(Aim of the exercise) Lay out the stretch of the data that opens with the line containing "segment the **distant mountain ridge**" and closes with the line containing "275L416 276L411 271L411" as a numbered list, leaving out any blank lines.

** begin Data for processing **

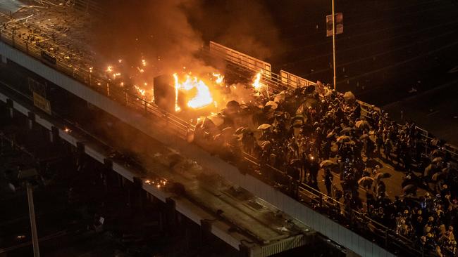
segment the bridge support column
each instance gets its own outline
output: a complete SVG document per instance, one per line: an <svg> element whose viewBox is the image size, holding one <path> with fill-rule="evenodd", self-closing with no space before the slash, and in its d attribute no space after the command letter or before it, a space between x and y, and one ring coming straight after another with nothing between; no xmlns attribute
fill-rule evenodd
<svg viewBox="0 0 458 257"><path fill-rule="evenodd" d="M171 197L166 199L166 209L164 212L166 231L170 231L171 234L174 234L177 224L176 203Z"/></svg>
<svg viewBox="0 0 458 257"><path fill-rule="evenodd" d="M59 131L56 126L51 127L49 131L49 141L53 143L57 143L59 140Z"/></svg>
<svg viewBox="0 0 458 257"><path fill-rule="evenodd" d="M211 238L212 223L213 221L209 220L200 220L200 239L202 244Z"/></svg>
<svg viewBox="0 0 458 257"><path fill-rule="evenodd" d="M345 255L346 257L361 257L361 256L354 251L347 249L347 254Z"/></svg>
<svg viewBox="0 0 458 257"><path fill-rule="evenodd" d="M10 118L14 118L14 108L13 108L13 100L11 99L6 99L6 106L9 109Z"/></svg>
<svg viewBox="0 0 458 257"><path fill-rule="evenodd" d="M30 130L33 129L33 124L35 123L35 114L29 112L27 114L29 119L27 119L27 125Z"/></svg>
<svg viewBox="0 0 458 257"><path fill-rule="evenodd" d="M76 143L76 166L80 171L85 162L85 144L82 142Z"/></svg>

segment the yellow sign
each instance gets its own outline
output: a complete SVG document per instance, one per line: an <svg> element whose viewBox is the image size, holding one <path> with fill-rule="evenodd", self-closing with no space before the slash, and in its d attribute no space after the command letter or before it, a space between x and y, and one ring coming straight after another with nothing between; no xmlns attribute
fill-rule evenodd
<svg viewBox="0 0 458 257"><path fill-rule="evenodd" d="M33 92L33 105L51 114L51 103L45 98Z"/></svg>

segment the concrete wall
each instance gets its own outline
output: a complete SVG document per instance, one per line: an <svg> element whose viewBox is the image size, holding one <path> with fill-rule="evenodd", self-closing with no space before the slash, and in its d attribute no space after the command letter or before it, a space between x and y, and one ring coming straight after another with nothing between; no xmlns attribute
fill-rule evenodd
<svg viewBox="0 0 458 257"><path fill-rule="evenodd" d="M170 129L167 128L166 124L158 124L153 122L138 112L127 109L120 104L109 99L4 42L0 42L0 54L91 104L104 110L121 121L130 124L164 145L178 150L183 155L194 159L202 166L245 188L354 253L361 256L394 256L392 253L376 244L313 211L252 176L240 173L235 166L219 158L211 156L196 145L190 145L174 135L167 133Z"/></svg>

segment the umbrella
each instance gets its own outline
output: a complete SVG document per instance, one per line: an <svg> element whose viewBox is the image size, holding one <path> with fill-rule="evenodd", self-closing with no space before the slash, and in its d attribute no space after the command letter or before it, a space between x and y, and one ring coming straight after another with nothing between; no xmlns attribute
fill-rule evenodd
<svg viewBox="0 0 458 257"><path fill-rule="evenodd" d="M335 164L337 164L335 162L330 159L327 159L321 162L321 163L320 164L320 167L321 168L328 167L329 166L335 165Z"/></svg>
<svg viewBox="0 0 458 257"><path fill-rule="evenodd" d="M245 126L241 126L241 127L237 128L237 130L235 131L235 132L234 133L235 135L240 135L241 133L247 132L247 131L248 131L247 128L245 128Z"/></svg>
<svg viewBox="0 0 458 257"><path fill-rule="evenodd" d="M225 107L227 108L230 108L230 108L240 108L240 104L239 103L239 102L233 100L232 101L228 102L228 103L225 105Z"/></svg>
<svg viewBox="0 0 458 257"><path fill-rule="evenodd" d="M268 101L266 104L266 106L270 106L271 108L272 109L277 109L277 107L278 107L278 104L273 101Z"/></svg>
<svg viewBox="0 0 458 257"><path fill-rule="evenodd" d="M369 128L371 126L367 121L357 121L354 126L358 128Z"/></svg>
<svg viewBox="0 0 458 257"><path fill-rule="evenodd" d="M431 152L431 156L433 157L442 156L443 154L444 153L438 149L436 149L434 151Z"/></svg>
<svg viewBox="0 0 458 257"><path fill-rule="evenodd" d="M359 137L359 140L363 140L369 137L369 134L364 134Z"/></svg>
<svg viewBox="0 0 458 257"><path fill-rule="evenodd" d="M435 173L434 173L434 175L433 175L433 176L431 176L431 179L433 181L440 180L440 178L443 178L443 176L445 176L445 175L447 175L447 172L443 172L443 171L436 172Z"/></svg>
<svg viewBox="0 0 458 257"><path fill-rule="evenodd" d="M391 174L390 174L388 172L379 172L376 176L374 176L373 178L379 180L382 178L390 178L391 176Z"/></svg>
<svg viewBox="0 0 458 257"><path fill-rule="evenodd" d="M366 177L362 177L362 178L359 178L359 180L358 180L358 184L359 184L359 185L363 184L364 185L367 185L369 183L371 184L373 182L373 178L366 176Z"/></svg>
<svg viewBox="0 0 458 257"><path fill-rule="evenodd" d="M342 143L345 141L349 141L350 138L347 136L340 136L340 137L337 138L337 142L338 143Z"/></svg>
<svg viewBox="0 0 458 257"><path fill-rule="evenodd" d="M269 147L271 145L272 143L271 143L271 141L266 140L263 142L261 144L261 148L262 148L262 150L266 150L267 147Z"/></svg>
<svg viewBox="0 0 458 257"><path fill-rule="evenodd" d="M407 185L402 188L402 192L406 195L414 194L416 192L416 186L412 184Z"/></svg>
<svg viewBox="0 0 458 257"><path fill-rule="evenodd" d="M224 123L224 117L218 114L207 116L206 119L213 122L213 124L216 126L219 126Z"/></svg>
<svg viewBox="0 0 458 257"><path fill-rule="evenodd" d="M347 91L345 93L344 93L344 99L347 102L350 102L355 100L357 98L354 97L354 95L353 93L352 93L352 91Z"/></svg>
<svg viewBox="0 0 458 257"><path fill-rule="evenodd" d="M340 134L345 134L345 133L349 132L349 131L351 131L352 130L353 130L353 128L350 128L350 127L344 128L340 131Z"/></svg>
<svg viewBox="0 0 458 257"><path fill-rule="evenodd" d="M285 91L283 91L280 92L277 95L275 96L275 98L273 98L273 101L276 103L280 103L284 101L285 98L286 96L285 95Z"/></svg>
<svg viewBox="0 0 458 257"><path fill-rule="evenodd" d="M290 161L290 164L295 165L300 162L301 162L300 159L293 159L291 161Z"/></svg>
<svg viewBox="0 0 458 257"><path fill-rule="evenodd" d="M264 123L264 124L259 125L259 126L258 127L258 129L267 129L267 128L270 128L271 126L272 126L272 125Z"/></svg>

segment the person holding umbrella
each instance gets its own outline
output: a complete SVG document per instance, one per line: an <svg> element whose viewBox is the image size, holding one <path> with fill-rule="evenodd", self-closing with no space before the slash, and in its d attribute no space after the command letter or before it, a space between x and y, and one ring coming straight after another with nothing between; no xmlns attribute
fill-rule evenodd
<svg viewBox="0 0 458 257"><path fill-rule="evenodd" d="M330 173L330 169L329 168L326 168L324 169L324 175L323 175L323 178L324 178L324 185L326 187L326 192L328 192L328 195L332 197L331 186L333 185L333 174Z"/></svg>

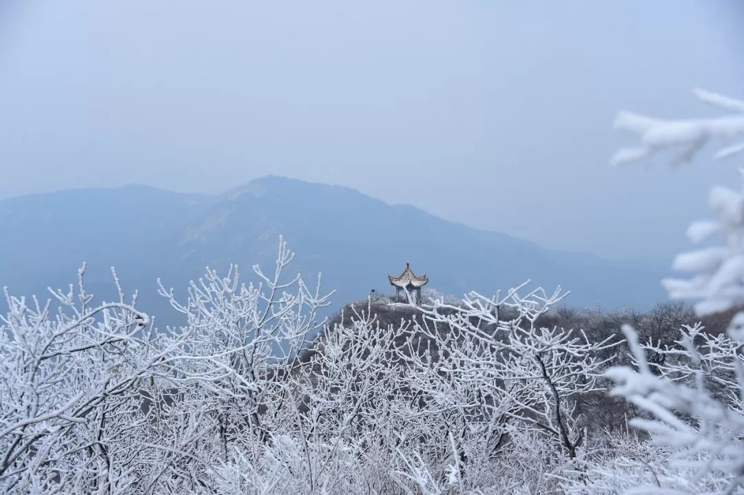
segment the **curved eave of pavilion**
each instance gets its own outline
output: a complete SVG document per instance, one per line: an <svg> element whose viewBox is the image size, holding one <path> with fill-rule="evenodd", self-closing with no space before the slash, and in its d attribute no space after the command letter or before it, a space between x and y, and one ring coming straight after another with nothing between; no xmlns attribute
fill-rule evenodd
<svg viewBox="0 0 744 495"><path fill-rule="evenodd" d="M416 276L409 267L406 267L400 276L388 276L390 284L399 288L421 288L429 283L429 277L426 275Z"/></svg>

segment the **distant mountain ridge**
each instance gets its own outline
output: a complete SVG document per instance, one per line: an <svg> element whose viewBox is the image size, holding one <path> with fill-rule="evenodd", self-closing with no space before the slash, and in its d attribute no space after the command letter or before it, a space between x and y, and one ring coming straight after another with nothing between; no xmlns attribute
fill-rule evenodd
<svg viewBox="0 0 744 495"><path fill-rule="evenodd" d="M66 286L88 262L89 284L110 297L109 267L126 290L163 310L155 279L185 297L205 266L231 263L273 270L278 237L297 253L292 274L323 274L334 306L388 293L387 275L411 262L429 285L461 295L491 294L531 279L572 292L571 305L647 306L663 297L661 270L638 263L545 249L498 232L443 220L411 206L391 205L340 186L275 176L217 195L144 186L67 190L0 201L0 285L12 294ZM92 289L93 290L93 289ZM153 300L158 298L157 301Z"/></svg>

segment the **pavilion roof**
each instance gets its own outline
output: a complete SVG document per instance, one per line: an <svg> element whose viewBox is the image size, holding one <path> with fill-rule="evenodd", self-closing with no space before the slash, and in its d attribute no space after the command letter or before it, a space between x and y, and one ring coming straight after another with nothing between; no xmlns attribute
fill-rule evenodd
<svg viewBox="0 0 744 495"><path fill-rule="evenodd" d="M426 275L416 276L411 271L411 264L405 264L405 270L398 276L388 276L390 284L400 288L420 288L429 283L429 277Z"/></svg>

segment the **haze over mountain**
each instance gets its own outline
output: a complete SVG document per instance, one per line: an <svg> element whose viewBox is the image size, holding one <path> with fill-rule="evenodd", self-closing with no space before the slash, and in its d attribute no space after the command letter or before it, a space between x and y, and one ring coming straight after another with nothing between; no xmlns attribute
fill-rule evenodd
<svg viewBox="0 0 744 495"><path fill-rule="evenodd" d="M257 263L273 273L280 235L297 253L288 275L314 283L322 272L323 287L336 291L335 308L371 289L391 293L386 276L406 262L429 275L429 286L458 296L532 279L570 289L571 305L644 307L662 297L654 267L545 249L351 189L275 176L218 196L127 186L7 199L0 229L0 285L12 294L45 297L48 285L74 282L85 261L97 296L112 296L115 265L125 290L139 289L143 308L156 314L167 306L157 277L185 299L206 265L225 272L237 263L246 279Z"/></svg>

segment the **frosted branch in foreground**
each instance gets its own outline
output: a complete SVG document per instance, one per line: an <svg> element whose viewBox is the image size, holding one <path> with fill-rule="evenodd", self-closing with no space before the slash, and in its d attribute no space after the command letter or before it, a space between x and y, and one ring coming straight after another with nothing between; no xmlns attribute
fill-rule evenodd
<svg viewBox="0 0 744 495"><path fill-rule="evenodd" d="M744 102L714 93L695 90L702 101L732 115L708 119L655 119L629 111L621 111L615 120L615 129L638 135L639 146L622 148L611 160L613 165L637 161L662 150L676 152L673 163L691 160L709 141L730 140L744 136ZM744 151L744 143L727 145L719 149L716 158L722 158Z"/></svg>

** end Data for processing **

(Result of this exercise)
1. segment the **distant mountain ridge**
2. each instance gets its own outline
3. output: a complete SVG document per instance, one per line: an <svg> element whose viewBox is the image size, holding one <path> with fill-rule="evenodd", self-closing with no space before the slash, and in its d attribute no space after the command letter or before it, a space between x and y, and one ring coming straight after another with nothing between; no xmlns attribute
4. fill-rule evenodd
5. <svg viewBox="0 0 744 495"><path fill-rule="evenodd" d="M66 286L88 262L89 284L110 297L109 267L126 290L163 310L155 279L185 297L205 266L231 263L273 270L278 237L297 253L292 274L323 274L334 306L388 293L387 275L411 262L429 285L461 295L491 294L531 279L572 292L571 305L647 306L663 297L661 270L638 263L545 249L498 232L443 220L411 206L391 205L340 186L275 176L217 195L144 186L67 190L0 201L0 285L12 294ZM92 289L93 290L93 289ZM153 300L158 298L157 301Z"/></svg>
6. segment the **pavilion roof**
7. each instance gets its own outline
8. output: a complete SVG document per instance, one per line: an <svg> element whose viewBox is the image size, holding one <path> with fill-rule="evenodd", self-closing with no space before the slash, and in its d attribute no space after the command letter or before it, a space between x and y, and one ring coming straight after another with nothing between; no xmlns attribute
9. fill-rule evenodd
10. <svg viewBox="0 0 744 495"><path fill-rule="evenodd" d="M426 275L416 276L411 271L411 264L405 264L405 270L398 276L388 276L390 284L400 288L420 288L429 283L429 277Z"/></svg>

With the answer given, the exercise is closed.